Stored rows:

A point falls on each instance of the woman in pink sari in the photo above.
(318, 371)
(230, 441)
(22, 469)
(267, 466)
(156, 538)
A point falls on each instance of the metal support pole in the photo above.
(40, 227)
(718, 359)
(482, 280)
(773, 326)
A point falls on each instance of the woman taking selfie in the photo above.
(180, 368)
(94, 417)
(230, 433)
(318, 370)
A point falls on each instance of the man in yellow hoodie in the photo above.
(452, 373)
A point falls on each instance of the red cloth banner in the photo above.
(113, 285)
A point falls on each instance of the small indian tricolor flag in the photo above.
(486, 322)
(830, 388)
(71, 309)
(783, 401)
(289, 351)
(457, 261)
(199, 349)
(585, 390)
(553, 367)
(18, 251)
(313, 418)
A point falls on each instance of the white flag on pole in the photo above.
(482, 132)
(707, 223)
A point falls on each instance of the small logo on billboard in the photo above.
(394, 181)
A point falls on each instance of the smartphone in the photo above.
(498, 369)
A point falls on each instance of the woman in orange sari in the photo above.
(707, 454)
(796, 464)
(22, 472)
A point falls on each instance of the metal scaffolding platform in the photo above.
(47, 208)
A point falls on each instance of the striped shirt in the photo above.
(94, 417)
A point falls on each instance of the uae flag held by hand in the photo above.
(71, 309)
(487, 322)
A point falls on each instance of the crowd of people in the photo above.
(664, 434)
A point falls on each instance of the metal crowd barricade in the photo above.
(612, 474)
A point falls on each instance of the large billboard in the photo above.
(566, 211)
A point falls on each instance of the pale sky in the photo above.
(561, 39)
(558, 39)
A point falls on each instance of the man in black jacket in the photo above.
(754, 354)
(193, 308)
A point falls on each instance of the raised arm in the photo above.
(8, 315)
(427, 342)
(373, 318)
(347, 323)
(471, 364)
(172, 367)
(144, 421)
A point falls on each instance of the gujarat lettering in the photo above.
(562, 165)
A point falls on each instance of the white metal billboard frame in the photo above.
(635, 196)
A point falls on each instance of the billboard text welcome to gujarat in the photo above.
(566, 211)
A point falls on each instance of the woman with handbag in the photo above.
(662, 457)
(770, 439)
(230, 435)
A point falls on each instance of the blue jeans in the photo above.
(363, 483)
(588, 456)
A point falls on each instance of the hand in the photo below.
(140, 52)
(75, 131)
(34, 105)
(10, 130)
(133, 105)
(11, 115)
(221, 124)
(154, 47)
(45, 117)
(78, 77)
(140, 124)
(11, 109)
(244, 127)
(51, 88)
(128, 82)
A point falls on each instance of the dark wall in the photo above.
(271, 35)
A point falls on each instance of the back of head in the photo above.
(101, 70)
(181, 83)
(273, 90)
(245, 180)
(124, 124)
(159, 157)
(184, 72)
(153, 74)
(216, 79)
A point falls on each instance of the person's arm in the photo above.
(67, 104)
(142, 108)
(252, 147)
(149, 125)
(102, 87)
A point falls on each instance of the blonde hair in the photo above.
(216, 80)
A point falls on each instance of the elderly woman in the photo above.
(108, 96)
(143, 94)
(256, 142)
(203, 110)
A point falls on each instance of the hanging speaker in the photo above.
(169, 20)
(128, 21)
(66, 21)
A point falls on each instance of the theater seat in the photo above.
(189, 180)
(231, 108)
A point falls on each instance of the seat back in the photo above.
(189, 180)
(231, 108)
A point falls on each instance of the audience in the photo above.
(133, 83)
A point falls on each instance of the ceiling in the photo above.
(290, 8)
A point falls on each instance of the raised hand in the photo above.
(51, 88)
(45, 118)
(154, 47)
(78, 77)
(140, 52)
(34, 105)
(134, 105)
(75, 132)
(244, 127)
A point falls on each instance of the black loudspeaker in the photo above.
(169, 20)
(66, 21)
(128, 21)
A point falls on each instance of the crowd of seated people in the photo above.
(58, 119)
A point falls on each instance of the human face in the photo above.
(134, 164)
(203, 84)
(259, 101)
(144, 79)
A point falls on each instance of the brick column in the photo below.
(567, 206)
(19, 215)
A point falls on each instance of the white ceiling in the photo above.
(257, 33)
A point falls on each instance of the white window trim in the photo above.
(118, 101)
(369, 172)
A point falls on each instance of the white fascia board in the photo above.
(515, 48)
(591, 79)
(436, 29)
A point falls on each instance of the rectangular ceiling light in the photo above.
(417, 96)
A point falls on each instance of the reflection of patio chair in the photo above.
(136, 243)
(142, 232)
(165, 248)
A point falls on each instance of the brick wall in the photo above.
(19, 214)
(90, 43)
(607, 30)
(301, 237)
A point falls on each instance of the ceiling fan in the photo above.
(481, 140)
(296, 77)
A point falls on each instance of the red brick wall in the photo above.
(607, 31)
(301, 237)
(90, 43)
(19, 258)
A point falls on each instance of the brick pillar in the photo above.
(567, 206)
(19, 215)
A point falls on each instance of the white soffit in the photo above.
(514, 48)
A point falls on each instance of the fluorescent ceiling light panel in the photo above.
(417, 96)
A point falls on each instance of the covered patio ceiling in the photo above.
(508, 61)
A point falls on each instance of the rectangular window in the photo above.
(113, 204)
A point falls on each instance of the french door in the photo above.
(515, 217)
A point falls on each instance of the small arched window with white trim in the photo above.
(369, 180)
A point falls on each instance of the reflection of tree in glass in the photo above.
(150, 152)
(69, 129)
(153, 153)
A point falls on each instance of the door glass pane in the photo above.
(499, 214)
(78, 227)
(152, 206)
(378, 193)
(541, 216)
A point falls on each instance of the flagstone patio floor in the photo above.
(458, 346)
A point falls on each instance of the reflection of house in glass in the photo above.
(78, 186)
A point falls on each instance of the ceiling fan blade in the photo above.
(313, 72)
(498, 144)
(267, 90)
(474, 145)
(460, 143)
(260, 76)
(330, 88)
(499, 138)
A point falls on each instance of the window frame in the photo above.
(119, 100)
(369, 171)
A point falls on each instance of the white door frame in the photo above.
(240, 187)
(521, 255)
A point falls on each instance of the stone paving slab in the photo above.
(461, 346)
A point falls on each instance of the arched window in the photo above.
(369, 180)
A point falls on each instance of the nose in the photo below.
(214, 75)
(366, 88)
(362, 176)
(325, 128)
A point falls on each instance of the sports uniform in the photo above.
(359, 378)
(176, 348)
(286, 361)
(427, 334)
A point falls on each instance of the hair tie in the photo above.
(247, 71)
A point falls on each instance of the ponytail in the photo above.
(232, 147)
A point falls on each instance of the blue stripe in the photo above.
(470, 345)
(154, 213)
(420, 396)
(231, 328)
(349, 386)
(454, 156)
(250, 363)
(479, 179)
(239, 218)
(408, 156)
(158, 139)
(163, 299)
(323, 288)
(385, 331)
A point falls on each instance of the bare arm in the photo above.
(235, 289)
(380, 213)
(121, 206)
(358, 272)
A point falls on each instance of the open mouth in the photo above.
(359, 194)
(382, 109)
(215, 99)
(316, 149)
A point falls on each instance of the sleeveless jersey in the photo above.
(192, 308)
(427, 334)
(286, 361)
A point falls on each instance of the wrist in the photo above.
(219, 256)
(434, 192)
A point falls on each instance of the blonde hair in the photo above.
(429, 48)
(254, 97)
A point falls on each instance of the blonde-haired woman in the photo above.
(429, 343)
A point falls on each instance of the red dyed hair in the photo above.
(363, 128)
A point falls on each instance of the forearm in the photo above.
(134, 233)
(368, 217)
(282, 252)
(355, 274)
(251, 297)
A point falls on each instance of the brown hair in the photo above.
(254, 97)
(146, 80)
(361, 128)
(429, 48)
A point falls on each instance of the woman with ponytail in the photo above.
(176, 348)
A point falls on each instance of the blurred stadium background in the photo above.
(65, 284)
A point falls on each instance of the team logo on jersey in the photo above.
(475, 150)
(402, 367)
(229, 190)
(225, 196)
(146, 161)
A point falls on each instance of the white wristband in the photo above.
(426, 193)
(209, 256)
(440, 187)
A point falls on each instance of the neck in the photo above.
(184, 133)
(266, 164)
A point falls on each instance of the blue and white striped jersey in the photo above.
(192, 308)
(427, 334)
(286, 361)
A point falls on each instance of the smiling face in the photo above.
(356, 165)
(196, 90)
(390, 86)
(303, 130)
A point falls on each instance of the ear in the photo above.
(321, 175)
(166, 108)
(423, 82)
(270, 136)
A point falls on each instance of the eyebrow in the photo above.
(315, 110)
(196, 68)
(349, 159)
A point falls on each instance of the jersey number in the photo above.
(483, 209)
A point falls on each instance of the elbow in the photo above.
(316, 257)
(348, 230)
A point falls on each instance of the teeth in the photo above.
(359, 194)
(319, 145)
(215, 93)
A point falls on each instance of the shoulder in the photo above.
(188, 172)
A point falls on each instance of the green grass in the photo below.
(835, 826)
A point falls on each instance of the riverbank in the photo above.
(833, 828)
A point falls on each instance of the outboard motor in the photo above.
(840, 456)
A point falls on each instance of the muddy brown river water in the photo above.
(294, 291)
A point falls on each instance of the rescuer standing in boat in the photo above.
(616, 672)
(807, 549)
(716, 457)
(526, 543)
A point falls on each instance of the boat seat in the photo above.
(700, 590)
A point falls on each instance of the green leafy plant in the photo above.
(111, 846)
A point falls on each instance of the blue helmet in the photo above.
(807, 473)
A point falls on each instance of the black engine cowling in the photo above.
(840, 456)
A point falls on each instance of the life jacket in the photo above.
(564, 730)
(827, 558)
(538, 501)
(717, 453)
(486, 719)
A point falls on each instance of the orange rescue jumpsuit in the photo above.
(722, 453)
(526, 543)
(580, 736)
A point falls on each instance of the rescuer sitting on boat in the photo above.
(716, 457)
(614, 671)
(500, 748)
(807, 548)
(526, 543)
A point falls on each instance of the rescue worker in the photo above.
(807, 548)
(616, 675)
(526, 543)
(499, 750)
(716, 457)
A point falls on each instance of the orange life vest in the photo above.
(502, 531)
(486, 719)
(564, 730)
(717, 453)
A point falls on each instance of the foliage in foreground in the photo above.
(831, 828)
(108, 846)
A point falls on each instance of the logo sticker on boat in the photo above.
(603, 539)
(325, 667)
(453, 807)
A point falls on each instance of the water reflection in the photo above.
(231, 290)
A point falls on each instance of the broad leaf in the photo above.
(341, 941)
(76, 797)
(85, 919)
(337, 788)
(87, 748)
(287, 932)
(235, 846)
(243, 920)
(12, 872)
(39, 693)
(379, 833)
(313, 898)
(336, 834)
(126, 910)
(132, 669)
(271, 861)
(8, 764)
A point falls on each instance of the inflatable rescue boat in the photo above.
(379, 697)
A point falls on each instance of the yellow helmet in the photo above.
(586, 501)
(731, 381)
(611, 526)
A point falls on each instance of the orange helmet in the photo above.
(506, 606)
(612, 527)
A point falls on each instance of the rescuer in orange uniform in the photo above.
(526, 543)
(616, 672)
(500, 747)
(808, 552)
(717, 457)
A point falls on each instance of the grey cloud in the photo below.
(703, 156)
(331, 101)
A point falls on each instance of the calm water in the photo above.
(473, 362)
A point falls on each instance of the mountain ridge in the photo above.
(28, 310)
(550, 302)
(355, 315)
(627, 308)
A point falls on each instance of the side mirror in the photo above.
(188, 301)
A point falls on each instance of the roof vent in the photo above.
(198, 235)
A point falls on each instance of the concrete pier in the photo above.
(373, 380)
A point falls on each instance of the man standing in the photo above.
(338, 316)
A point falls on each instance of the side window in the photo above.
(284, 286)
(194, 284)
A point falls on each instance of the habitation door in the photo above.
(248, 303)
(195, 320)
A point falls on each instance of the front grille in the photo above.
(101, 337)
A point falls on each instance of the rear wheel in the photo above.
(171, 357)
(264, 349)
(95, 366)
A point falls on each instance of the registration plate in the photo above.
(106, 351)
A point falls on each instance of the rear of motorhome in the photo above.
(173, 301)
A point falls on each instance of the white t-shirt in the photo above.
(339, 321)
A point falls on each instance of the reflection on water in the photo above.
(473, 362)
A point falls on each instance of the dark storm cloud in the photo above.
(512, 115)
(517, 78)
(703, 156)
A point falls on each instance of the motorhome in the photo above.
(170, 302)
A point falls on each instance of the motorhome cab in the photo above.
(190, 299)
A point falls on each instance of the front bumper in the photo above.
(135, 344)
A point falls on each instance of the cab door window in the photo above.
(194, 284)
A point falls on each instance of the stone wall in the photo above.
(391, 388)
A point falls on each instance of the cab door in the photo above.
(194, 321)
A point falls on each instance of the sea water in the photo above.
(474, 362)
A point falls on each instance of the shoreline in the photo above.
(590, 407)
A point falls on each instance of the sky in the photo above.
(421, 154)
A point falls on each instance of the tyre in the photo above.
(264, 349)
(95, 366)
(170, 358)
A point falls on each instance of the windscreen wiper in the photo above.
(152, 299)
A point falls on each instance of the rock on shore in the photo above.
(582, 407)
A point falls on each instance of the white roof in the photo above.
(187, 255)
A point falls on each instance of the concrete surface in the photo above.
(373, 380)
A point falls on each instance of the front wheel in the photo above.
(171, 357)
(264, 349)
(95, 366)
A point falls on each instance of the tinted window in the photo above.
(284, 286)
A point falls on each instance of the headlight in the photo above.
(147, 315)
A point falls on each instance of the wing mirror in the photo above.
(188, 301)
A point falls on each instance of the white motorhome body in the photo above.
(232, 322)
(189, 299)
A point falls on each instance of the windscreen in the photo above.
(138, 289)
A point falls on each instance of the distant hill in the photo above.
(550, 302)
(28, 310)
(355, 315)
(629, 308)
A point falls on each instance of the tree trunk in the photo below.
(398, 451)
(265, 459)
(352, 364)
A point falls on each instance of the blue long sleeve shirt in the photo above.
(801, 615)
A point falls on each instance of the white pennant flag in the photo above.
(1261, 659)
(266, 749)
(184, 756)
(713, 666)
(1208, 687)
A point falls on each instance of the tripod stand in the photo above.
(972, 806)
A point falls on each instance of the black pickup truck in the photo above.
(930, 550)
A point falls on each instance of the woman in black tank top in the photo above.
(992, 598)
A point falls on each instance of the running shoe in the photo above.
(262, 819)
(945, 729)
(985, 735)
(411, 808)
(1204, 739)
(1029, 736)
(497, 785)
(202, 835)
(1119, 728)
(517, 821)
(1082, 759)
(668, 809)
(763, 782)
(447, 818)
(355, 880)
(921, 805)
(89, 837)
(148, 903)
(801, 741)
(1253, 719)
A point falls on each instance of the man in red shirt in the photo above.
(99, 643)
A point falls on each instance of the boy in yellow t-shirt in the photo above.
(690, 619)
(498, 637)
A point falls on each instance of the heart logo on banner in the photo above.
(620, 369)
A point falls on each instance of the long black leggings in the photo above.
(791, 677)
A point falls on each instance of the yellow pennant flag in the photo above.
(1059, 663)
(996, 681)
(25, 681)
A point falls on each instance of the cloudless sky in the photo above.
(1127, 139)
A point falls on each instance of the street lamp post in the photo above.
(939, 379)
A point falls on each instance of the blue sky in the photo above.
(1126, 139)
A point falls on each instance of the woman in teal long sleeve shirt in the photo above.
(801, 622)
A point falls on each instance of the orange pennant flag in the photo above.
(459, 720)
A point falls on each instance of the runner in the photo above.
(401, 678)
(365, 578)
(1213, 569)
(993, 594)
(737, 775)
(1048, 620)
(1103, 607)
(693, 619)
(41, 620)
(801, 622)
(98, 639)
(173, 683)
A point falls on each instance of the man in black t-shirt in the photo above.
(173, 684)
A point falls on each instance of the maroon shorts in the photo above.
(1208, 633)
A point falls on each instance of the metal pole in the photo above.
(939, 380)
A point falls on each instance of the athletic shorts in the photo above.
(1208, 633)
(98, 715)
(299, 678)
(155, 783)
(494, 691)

What is expected:
Arrange everything from the line containing "A point falls on each instance of the maroon" down to the end of the material above as a numbered list, leaving out any blank lines.

Solution to the problem:
1. A point falls on each instance of the maroon shorts in the photo above.
2. (1208, 633)
3. A point falls on each instance of the metal pole in the photo above.
4. (939, 380)
5. A point falls on each instance of the athletic shorts in the photo above.
6. (1208, 633)
7. (98, 715)
8. (299, 678)
9. (155, 783)
10. (494, 691)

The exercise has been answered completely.